# [AIM OF THE TASK]
Repeat exactly the lines below that lie between the line with "point: silhouetted hill" and the line with "point: fringed breechcloth", counting both of those lines as part of the answer.
*** Opening INPUT ***
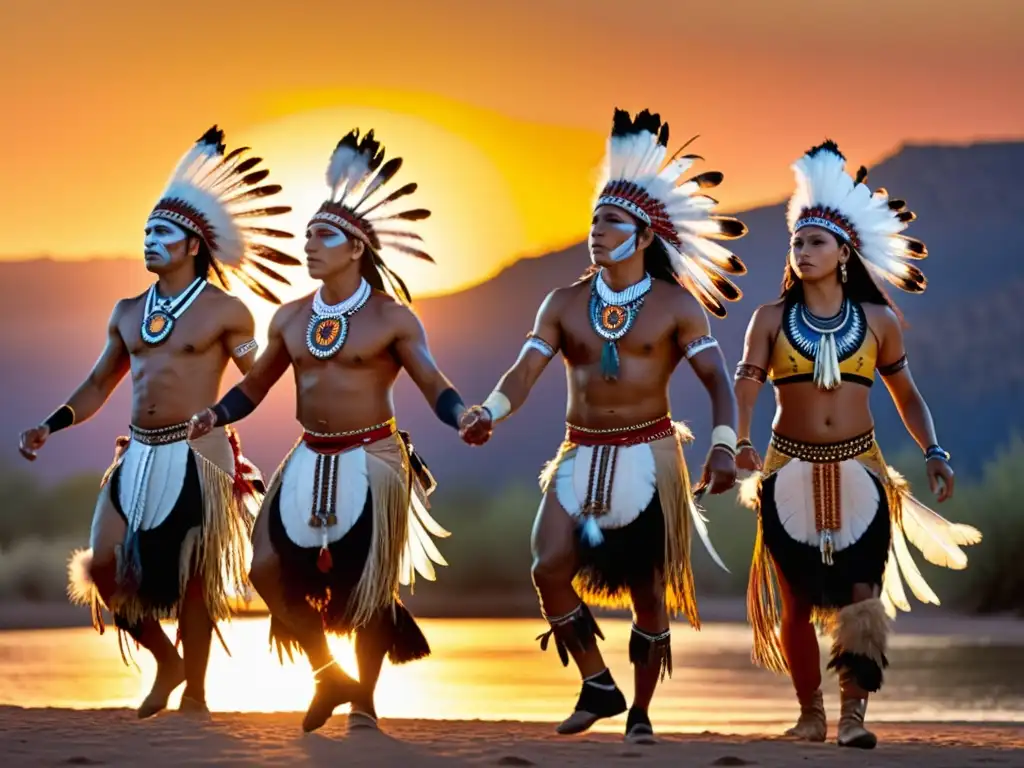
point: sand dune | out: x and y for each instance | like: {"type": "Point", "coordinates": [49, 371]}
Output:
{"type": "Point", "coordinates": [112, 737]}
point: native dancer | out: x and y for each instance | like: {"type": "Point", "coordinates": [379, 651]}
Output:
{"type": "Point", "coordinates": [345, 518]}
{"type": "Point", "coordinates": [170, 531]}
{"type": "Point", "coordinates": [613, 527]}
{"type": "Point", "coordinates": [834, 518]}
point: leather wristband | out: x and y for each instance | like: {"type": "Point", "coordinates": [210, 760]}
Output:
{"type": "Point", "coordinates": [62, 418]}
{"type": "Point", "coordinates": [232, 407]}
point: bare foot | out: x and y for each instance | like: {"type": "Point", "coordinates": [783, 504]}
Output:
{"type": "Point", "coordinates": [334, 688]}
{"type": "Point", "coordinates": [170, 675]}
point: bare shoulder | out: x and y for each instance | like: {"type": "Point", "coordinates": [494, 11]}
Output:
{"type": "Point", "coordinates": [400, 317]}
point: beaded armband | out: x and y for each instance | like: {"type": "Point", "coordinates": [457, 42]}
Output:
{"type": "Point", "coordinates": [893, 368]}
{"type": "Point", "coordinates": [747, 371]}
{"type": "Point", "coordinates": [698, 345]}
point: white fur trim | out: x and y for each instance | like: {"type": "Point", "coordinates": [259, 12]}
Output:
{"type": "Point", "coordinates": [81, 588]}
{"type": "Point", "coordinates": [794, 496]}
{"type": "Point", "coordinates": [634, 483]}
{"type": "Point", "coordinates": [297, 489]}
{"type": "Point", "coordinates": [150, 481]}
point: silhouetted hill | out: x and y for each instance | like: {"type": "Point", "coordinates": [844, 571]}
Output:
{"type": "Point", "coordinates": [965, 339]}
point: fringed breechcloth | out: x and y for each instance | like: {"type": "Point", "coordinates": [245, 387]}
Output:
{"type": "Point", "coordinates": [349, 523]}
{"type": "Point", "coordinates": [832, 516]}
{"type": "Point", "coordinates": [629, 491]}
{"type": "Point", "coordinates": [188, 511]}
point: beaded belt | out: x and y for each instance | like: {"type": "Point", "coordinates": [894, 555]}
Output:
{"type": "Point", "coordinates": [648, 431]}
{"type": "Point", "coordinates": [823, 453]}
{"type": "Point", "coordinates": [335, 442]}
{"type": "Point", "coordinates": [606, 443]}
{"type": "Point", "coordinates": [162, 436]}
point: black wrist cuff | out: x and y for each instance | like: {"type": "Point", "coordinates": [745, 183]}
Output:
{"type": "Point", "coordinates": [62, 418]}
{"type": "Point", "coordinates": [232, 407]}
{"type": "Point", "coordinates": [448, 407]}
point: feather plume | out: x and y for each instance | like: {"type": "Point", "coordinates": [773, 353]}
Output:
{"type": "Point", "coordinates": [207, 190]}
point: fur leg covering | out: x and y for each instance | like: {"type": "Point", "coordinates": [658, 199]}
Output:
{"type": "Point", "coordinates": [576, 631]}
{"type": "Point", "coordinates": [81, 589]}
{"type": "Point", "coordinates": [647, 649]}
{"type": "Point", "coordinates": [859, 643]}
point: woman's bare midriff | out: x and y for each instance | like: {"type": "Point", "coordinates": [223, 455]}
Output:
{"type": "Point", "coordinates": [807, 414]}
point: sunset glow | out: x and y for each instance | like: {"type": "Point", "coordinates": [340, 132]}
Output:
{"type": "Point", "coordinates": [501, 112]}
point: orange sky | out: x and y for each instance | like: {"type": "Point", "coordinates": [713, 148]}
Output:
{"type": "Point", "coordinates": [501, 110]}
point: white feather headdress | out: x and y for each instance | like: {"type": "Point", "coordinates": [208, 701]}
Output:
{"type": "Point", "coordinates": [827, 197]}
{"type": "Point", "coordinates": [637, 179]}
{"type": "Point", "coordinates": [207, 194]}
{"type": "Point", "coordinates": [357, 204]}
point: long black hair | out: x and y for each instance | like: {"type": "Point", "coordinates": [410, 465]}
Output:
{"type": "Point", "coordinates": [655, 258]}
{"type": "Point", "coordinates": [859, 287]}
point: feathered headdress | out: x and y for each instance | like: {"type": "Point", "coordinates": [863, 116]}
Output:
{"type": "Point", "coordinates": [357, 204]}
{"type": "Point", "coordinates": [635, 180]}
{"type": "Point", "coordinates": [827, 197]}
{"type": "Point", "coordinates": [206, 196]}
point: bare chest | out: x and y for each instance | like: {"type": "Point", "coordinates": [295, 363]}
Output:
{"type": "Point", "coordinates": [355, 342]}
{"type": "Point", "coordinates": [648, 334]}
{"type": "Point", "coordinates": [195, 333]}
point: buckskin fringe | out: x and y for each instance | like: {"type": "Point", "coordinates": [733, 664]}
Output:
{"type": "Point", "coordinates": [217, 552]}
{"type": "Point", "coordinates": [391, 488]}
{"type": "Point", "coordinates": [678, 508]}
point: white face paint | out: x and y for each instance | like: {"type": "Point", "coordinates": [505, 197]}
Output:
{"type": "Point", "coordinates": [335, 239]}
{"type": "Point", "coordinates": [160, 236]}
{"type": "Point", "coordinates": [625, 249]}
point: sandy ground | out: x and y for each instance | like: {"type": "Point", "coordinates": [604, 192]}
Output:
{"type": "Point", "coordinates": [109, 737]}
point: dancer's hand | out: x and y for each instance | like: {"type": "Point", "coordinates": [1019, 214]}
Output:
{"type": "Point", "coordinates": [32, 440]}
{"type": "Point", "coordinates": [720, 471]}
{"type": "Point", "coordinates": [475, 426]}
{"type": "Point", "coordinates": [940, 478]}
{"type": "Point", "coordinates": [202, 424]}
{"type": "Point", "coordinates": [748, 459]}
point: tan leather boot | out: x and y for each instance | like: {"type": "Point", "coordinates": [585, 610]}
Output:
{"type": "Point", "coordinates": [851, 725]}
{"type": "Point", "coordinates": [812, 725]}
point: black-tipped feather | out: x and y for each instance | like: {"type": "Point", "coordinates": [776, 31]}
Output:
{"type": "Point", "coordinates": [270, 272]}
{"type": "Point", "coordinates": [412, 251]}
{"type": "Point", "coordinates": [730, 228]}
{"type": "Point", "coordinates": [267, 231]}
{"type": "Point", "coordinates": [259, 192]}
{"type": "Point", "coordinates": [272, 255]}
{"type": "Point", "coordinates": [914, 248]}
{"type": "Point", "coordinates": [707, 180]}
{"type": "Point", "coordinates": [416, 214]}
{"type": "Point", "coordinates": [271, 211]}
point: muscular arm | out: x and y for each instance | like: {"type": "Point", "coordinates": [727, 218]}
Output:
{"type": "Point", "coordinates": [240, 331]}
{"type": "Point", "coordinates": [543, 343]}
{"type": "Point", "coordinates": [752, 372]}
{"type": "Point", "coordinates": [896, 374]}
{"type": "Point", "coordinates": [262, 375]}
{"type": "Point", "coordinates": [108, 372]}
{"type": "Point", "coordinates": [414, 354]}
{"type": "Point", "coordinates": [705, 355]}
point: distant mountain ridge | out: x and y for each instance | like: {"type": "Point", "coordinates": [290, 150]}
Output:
*** Closing INPUT ***
# [WRITTEN SOLUTION]
point: silhouetted hill | out: x and y for each instance | like: {"type": "Point", "coordinates": [844, 571]}
Output:
{"type": "Point", "coordinates": [965, 339]}
point: fringed breechcloth | out: x and y for each instance | like: {"type": "Point", "coordinates": [245, 387]}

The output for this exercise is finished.